*Work to do*:
**A)** Rewrite the paragraph of the Melville comments that begins "I've read parts of the Parker books" in fewer words, keeping its main facts.
**B)** Continue the Melville comments from where they stop.

*Page extract*:
________________________________________
Herman needs champions!
Yes, read Hershel Parker. He's a master biographer.
I've read parts of the Parker books, but what little I read showed me he is absolutely unrivalled in Melvillian biography. He understands our man. He also edited an edition of PIERRE in which he did something which, with almost any other novel, would be objectionable: Making clear in his introduction he was going to do this, Parker eliminated chapters Melville inserted after the manuscript was accepted by the publisher. Melville did it on the sly. The inserted chapters were satirical (and great in themselves) but almost blunted his tragic novel's purpose.
I love the CONFIDENCE-MAN. It is crisp, soaring prose and it anticipates Mark Twain and Eugene O'Neill.
The PENGUIN LIVES series is really pretty bad. The idea is great, but I've read a few of these and the problem is this: Famous authors don't necessarily know how to write about other authors.
________________________________________
*Given entries*:
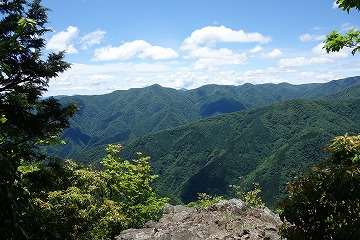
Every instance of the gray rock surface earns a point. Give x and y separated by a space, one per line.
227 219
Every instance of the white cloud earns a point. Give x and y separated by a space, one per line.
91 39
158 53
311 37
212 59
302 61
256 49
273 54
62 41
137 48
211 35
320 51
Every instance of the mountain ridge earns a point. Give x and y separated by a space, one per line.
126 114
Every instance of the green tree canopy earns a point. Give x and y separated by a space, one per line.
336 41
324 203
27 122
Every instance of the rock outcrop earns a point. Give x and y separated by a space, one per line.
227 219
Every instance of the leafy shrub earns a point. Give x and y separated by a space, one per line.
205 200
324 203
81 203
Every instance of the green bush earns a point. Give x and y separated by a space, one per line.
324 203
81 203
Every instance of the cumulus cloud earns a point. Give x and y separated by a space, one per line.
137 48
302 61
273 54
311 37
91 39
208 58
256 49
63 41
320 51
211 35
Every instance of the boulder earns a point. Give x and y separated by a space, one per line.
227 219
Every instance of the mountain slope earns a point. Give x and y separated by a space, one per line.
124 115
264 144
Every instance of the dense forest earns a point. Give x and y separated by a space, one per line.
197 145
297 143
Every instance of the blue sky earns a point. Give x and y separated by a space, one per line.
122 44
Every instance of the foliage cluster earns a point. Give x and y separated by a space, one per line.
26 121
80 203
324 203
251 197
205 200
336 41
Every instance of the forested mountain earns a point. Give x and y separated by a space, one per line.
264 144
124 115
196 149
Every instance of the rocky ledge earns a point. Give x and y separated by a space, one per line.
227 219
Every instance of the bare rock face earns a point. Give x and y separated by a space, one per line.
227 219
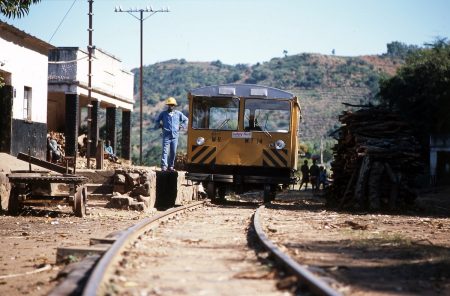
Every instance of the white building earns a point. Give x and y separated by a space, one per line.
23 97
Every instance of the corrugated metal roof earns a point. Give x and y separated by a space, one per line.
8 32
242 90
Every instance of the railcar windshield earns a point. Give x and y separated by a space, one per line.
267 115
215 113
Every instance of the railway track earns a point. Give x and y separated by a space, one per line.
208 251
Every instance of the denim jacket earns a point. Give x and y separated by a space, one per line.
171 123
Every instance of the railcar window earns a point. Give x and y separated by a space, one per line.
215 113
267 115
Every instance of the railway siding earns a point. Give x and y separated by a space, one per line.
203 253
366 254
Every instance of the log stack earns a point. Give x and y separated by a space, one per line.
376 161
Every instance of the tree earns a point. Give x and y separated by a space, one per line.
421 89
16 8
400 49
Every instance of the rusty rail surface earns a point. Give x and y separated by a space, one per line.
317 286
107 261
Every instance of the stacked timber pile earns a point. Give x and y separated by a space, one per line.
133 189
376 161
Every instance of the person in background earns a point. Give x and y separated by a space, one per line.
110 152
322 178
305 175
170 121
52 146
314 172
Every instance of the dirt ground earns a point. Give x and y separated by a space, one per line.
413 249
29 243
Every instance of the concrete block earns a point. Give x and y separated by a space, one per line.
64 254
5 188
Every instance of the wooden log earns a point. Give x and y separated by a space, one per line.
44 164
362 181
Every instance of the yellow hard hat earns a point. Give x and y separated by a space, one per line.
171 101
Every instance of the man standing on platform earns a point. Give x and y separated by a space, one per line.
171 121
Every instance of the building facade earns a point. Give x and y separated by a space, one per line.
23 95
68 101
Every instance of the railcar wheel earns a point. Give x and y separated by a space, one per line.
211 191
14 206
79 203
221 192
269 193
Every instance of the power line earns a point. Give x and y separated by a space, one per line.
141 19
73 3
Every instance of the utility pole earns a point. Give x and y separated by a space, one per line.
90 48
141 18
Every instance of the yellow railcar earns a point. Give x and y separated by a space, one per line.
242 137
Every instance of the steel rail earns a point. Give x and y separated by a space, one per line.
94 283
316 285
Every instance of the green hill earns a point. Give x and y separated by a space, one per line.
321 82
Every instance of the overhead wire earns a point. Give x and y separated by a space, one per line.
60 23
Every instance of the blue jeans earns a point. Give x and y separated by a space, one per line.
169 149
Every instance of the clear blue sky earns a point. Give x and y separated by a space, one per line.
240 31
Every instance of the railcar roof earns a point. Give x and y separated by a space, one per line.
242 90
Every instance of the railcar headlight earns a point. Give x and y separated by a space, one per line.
________________________________________
*Answers to the exercises*:
**A)** From the parts of Parker's books I've read, he is unmatched as Melville's biographer and truly understands him. In his edition of PIERRE, Parker openly explains in the introduction that he removed chapters Melville secretly added after the publisher had accepted the manuscript. Those satirical chapters are excellent on their own, but they nearly undercut the novel's tragic purpose.

**B)**
I really liked Elizabeth Hardwick's novel SLEEPLESS NIGHTS. It's one of the most haunting books I've ever read. (I have not read her PENGUIN LIVES book on Melville, but the series so turned me off in other cases I simply didn't read her book. I should give it a chance.)
But Hershel Parker's books on Melville have a special feature which makes me especially love them. His PIERRE has it, too: Dust jackets by Maurice Sendak! (Ironically, Sendak wrote and illustrated a children's book called PIERRE in the early sixties. I believe I read once that he did name the character after Melville's character.)